+++ DONNÉES FOURNIES +++
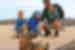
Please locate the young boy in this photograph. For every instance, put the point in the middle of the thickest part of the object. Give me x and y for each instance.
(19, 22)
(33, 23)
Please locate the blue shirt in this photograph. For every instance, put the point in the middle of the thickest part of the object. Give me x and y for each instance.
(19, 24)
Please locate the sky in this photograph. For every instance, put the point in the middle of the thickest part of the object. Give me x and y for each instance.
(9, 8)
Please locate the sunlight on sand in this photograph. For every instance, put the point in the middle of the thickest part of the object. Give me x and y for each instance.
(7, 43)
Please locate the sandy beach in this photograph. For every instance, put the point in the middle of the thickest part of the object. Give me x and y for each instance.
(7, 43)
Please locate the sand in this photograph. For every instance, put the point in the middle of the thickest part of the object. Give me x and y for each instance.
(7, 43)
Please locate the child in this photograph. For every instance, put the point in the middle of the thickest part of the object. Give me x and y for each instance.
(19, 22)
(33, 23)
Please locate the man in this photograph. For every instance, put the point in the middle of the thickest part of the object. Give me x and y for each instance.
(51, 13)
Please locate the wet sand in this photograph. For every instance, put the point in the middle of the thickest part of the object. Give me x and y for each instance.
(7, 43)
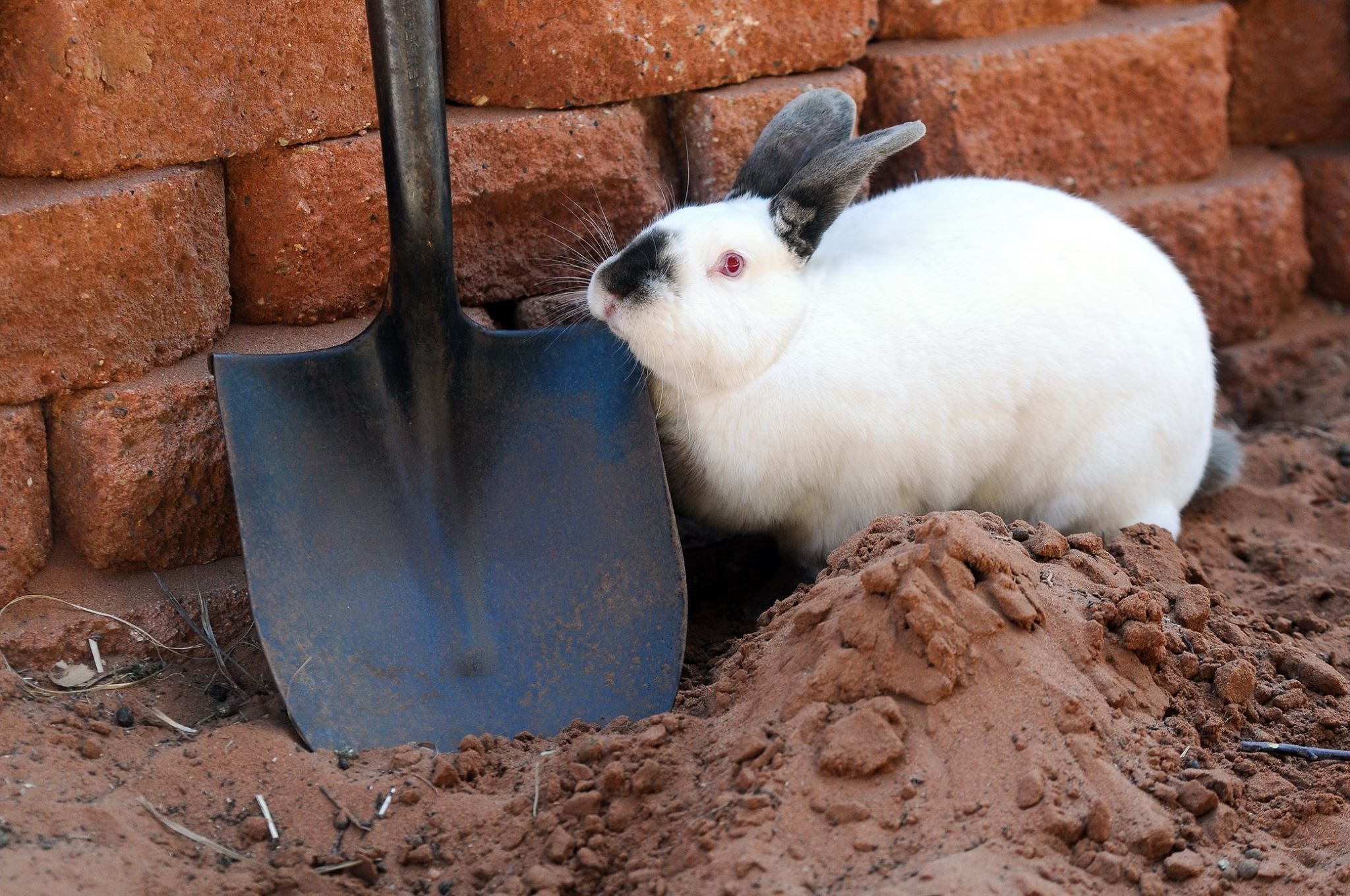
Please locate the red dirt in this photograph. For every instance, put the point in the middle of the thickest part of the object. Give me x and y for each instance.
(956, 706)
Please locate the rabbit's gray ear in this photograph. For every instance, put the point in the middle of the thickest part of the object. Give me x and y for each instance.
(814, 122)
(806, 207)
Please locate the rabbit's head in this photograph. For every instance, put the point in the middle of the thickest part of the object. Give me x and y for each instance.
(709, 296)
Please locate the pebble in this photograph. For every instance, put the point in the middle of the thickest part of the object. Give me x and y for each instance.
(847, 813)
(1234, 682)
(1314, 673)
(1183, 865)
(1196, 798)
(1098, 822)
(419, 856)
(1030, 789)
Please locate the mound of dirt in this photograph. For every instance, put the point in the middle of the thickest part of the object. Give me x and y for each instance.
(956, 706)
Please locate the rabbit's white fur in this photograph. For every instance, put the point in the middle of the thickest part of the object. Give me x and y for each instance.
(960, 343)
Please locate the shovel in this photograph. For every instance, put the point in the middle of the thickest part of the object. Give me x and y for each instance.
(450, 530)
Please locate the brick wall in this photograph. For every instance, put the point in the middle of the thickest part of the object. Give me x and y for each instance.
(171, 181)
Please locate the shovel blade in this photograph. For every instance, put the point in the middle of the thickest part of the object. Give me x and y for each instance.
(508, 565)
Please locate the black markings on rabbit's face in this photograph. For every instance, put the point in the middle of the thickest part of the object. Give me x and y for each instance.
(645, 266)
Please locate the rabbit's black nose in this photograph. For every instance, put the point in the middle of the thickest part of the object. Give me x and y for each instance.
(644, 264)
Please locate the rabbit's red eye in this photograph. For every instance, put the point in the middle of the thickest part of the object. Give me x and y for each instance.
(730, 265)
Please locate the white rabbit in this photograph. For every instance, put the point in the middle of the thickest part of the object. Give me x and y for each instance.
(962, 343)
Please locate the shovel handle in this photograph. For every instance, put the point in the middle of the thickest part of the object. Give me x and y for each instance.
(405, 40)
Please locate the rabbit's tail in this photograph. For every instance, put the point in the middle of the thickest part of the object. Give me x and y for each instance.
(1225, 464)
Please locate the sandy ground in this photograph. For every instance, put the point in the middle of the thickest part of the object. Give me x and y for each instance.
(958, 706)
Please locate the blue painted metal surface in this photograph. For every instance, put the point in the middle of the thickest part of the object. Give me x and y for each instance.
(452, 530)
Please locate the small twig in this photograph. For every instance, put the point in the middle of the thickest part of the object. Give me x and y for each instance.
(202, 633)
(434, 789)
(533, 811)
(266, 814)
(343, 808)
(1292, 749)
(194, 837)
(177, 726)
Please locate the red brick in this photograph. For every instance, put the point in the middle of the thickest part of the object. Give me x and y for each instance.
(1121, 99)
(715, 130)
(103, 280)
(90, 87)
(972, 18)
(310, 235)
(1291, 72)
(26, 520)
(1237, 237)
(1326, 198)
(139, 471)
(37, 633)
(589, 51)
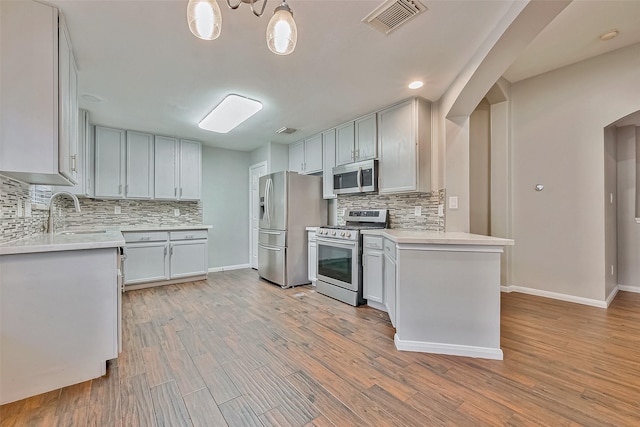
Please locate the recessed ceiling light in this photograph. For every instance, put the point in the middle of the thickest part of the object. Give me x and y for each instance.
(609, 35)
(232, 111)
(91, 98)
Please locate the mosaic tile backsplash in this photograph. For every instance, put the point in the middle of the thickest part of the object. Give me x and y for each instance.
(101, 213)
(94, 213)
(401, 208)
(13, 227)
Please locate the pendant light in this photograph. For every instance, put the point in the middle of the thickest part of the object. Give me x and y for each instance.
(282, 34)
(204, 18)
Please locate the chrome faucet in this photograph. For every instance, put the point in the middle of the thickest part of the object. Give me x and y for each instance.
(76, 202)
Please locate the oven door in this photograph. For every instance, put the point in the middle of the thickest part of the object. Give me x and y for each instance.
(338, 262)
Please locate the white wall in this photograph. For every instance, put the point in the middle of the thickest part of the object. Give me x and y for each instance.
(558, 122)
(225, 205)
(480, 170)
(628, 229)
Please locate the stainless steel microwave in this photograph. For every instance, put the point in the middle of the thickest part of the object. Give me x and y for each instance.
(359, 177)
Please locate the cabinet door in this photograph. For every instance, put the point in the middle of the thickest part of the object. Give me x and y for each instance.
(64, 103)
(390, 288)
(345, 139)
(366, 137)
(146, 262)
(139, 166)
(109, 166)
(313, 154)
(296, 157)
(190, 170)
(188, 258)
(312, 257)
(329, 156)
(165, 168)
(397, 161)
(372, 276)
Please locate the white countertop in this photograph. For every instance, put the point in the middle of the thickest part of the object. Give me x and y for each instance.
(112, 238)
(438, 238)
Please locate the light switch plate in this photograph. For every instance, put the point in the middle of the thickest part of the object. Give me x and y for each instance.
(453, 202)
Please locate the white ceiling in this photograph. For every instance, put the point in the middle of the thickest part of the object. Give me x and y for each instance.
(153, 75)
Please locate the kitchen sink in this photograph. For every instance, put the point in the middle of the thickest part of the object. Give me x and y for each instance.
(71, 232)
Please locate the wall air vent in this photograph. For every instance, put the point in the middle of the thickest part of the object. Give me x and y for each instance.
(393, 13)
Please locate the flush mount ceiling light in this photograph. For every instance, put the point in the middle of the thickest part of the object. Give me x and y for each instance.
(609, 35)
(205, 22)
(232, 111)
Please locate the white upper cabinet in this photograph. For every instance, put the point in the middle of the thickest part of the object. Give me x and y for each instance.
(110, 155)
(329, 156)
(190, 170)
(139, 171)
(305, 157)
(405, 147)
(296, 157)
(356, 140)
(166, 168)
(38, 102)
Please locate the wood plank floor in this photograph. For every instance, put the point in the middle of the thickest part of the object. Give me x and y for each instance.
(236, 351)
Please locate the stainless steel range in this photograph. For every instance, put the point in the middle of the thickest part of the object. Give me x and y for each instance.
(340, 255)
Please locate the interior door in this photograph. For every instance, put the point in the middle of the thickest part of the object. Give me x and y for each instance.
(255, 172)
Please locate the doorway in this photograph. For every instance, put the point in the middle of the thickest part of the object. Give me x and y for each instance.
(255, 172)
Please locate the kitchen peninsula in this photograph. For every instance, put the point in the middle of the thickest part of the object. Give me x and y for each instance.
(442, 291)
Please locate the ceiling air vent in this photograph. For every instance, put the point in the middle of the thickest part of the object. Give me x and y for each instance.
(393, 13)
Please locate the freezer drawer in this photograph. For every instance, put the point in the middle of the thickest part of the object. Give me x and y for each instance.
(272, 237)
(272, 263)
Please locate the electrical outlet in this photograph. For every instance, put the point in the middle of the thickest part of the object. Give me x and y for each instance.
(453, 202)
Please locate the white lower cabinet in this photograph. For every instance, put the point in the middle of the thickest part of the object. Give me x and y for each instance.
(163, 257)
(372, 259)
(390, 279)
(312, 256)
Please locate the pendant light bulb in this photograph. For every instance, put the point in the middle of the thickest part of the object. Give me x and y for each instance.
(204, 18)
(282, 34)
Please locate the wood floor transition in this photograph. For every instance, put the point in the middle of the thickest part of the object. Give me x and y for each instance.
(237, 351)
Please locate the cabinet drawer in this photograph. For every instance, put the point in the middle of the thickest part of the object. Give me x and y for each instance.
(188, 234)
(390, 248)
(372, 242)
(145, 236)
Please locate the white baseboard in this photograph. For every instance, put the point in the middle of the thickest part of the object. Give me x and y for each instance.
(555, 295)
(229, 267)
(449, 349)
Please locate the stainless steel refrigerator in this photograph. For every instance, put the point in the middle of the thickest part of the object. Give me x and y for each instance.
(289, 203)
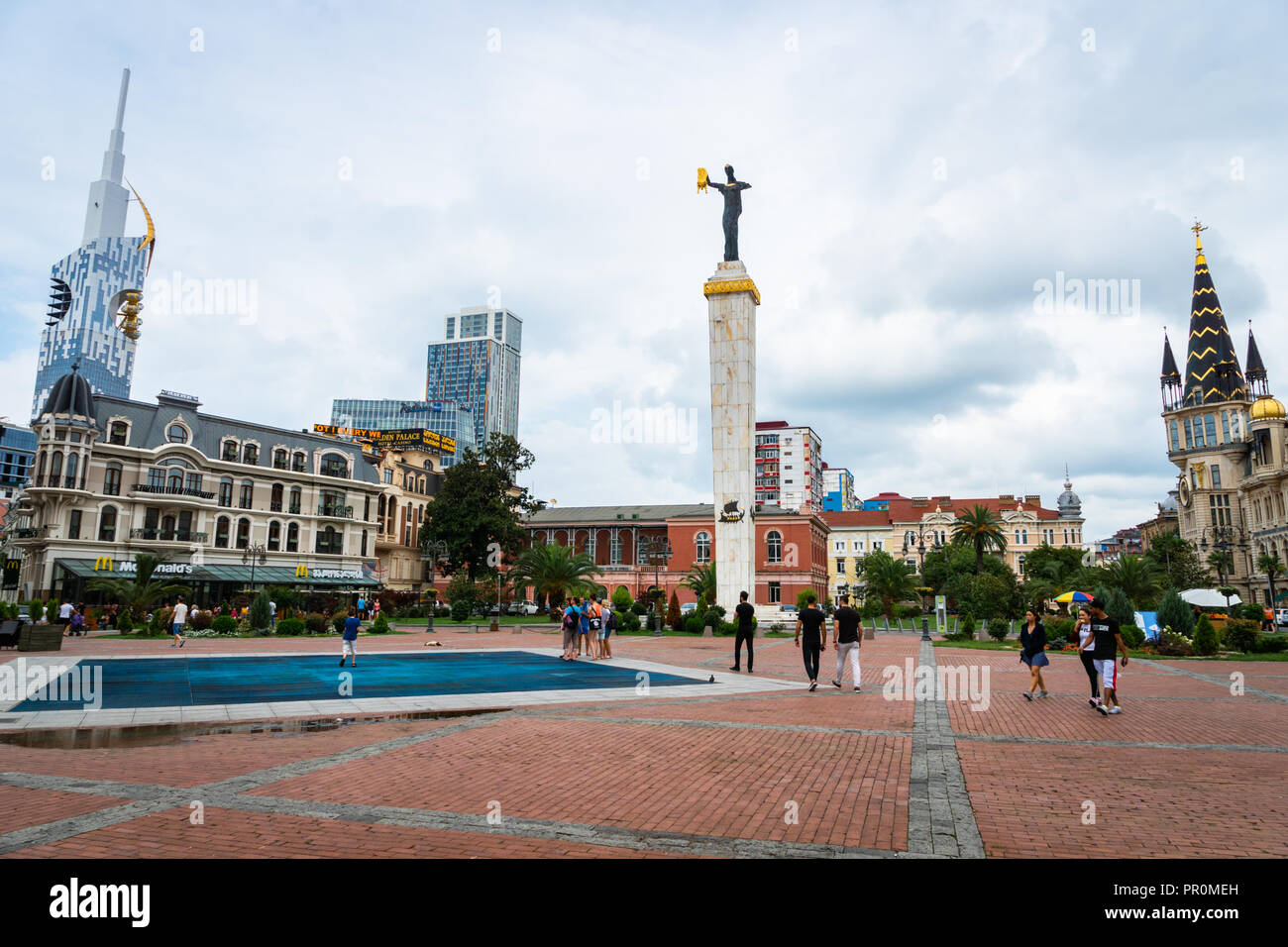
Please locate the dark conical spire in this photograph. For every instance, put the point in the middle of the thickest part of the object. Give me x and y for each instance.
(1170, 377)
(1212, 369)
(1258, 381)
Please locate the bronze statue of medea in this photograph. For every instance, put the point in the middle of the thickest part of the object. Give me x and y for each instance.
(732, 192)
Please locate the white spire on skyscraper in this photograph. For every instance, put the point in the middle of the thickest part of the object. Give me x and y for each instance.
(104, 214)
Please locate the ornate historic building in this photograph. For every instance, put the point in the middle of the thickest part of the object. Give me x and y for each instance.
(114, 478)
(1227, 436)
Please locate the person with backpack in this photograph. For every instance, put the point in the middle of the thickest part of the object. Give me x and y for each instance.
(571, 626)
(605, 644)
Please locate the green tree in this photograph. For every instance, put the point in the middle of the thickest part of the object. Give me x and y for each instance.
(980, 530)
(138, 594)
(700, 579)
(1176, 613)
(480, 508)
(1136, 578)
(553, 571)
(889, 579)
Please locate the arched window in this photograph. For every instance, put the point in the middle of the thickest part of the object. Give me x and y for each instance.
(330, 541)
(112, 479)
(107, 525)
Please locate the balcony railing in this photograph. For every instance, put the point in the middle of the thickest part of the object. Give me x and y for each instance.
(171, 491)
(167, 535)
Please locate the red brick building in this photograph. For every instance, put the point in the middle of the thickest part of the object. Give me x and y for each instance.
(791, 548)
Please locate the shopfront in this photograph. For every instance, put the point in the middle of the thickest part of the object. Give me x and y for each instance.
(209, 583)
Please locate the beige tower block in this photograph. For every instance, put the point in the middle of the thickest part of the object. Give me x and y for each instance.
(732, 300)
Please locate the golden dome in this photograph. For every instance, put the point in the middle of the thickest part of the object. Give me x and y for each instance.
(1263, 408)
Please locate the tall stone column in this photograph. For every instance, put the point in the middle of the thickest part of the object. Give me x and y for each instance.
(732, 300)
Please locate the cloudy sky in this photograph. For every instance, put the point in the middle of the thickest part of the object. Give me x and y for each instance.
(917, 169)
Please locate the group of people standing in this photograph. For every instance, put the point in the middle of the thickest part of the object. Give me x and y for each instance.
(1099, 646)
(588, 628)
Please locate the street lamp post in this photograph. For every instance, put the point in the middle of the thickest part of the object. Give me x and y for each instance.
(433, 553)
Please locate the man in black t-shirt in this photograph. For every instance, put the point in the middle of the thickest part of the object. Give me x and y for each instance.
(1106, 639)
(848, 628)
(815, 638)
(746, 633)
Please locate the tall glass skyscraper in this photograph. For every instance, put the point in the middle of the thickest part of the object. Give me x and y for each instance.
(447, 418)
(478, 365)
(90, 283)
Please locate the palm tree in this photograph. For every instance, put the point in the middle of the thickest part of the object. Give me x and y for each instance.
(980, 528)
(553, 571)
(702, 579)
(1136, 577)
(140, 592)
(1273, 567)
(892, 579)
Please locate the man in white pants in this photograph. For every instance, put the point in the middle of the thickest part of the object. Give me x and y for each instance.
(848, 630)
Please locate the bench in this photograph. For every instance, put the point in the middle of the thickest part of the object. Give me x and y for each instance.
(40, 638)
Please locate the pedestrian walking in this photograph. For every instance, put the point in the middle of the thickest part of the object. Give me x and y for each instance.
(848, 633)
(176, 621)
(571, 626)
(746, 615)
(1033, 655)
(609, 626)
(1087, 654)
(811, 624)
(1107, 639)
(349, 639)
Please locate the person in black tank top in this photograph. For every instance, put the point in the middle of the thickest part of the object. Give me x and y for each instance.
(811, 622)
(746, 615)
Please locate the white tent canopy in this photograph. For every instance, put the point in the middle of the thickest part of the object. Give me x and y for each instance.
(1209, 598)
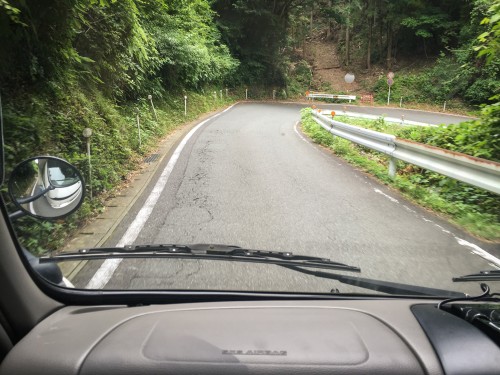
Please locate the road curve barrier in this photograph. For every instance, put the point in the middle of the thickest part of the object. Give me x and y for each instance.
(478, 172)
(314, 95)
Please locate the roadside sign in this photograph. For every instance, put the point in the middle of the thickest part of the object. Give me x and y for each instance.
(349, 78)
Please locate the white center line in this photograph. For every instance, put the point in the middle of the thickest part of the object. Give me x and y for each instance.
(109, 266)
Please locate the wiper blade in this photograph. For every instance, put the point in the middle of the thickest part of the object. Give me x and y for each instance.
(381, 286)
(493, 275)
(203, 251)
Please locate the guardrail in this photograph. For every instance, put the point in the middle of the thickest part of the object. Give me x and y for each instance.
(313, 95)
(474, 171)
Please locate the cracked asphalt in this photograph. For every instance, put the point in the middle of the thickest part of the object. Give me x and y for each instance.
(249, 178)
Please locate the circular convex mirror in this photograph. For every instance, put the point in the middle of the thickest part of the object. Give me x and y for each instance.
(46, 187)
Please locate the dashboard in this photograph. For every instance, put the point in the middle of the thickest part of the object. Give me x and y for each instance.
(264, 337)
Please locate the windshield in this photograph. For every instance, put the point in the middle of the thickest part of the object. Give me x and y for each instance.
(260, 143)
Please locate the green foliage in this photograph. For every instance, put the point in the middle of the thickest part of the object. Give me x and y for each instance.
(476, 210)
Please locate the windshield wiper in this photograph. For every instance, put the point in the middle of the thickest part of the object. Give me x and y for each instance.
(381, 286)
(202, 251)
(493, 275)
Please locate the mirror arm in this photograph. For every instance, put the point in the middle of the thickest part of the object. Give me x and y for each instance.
+++
» DÉFI: Recopie le passage des données allant de la ligne contenant "Please locate the blue shirt" jusqu'à celle contenant "(1030, 789)" en remplaçant "photograph" par "image", sans rien modifier d'autre. Laisse les images de côté dans ta réponse.

» SOLUTION RÉDIGÉE:
Please locate the blue shirt in this image. For every instance, put the point in the middle of the thickest part of the object. Give me x and y for each instance.
(19, 24)
Please locate the sky in this image. For every instance, put the point in the middle of the thickest part of the object. Give me x and y for each instance.
(9, 8)
Please locate the sunlight on sand in this image. For every instance, put the point in the middle of the thickest part of the object. Give me x and y for each instance.
(7, 43)
Please locate the sandy beach in this image. For every instance, put the point in the middle of the thickest part of the object. Give me x and y for each instance.
(7, 43)
Please locate the sand in this image. For every instance, put the point in the middle of the thickest part of the object. Give me x and y for each instance.
(7, 43)
Please locate the child in this image. For every instance, put the point in the middle of the thickest part of the object. Give me x and y for each instance.
(19, 22)
(33, 23)
Please locate the man in this image. For every instance, put the point in the middle of the thickest part of the object. Give me x and y for each instance.
(51, 13)
Please locate the wet sand in this image. For every instance, put the point in the middle of the thickest part of the object. Give me x and y for each instance.
(7, 43)
Please locate the red dirt in this image. For every instance, put the point in the middle of the thickest part of the object. Give me x and y for each instance.
(956, 706)
Please locate the rabbit's gray ear in this image. For every instance, put the point in the middle of the thickest part of the object. Give me x and y for each instance.
(814, 122)
(806, 207)
Please locate the rabbit's head in this image. For every instance, put the point in the middle of the thickest part of the object. Give me x and y for each instance.
(709, 296)
Please locate the pebble in this image. For every instance, put the point in the middle of the thickest part of the object. Give me x and y for each instance.
(847, 813)
(1234, 682)
(1314, 673)
(1183, 865)
(1196, 798)
(1098, 822)
(419, 856)
(1030, 789)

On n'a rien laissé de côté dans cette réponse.